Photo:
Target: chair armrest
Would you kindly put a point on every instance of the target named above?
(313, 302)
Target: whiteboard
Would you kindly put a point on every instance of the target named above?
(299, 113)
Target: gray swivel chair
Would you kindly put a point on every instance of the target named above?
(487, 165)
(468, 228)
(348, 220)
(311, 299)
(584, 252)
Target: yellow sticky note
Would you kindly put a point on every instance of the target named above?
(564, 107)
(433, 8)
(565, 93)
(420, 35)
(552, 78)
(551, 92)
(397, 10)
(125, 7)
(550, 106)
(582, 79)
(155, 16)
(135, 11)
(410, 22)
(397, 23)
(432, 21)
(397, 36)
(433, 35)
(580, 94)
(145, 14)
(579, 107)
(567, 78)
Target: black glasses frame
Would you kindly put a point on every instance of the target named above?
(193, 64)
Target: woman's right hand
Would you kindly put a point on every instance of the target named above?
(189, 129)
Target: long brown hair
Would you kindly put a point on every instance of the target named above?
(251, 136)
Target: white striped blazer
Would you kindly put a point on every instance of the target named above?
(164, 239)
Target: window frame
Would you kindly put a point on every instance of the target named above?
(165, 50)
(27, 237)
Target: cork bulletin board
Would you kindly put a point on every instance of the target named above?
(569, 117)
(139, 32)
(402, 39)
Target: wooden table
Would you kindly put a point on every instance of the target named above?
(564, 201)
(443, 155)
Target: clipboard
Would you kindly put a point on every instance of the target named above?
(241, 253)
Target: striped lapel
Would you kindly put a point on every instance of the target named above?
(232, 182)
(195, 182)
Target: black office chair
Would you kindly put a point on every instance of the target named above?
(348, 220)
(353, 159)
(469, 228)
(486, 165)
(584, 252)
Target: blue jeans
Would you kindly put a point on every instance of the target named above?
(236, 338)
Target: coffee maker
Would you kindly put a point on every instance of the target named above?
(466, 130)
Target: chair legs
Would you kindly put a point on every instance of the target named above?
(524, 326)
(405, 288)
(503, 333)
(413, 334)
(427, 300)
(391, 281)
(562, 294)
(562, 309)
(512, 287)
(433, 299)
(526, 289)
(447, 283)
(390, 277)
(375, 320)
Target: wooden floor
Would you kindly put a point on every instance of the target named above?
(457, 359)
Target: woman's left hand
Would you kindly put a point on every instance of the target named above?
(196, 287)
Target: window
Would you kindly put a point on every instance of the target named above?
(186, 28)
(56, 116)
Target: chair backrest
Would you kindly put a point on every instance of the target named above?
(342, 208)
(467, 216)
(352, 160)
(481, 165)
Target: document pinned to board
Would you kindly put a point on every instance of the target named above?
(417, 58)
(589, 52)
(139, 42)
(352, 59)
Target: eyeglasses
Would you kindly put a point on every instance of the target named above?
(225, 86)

━━━━━━

◆ **THE PROBLEM**: Looking at the entries, how many lines contain the string "striped"? The answer is that number alone.

◆ **ANSWER TO THE EXERCISE**: 2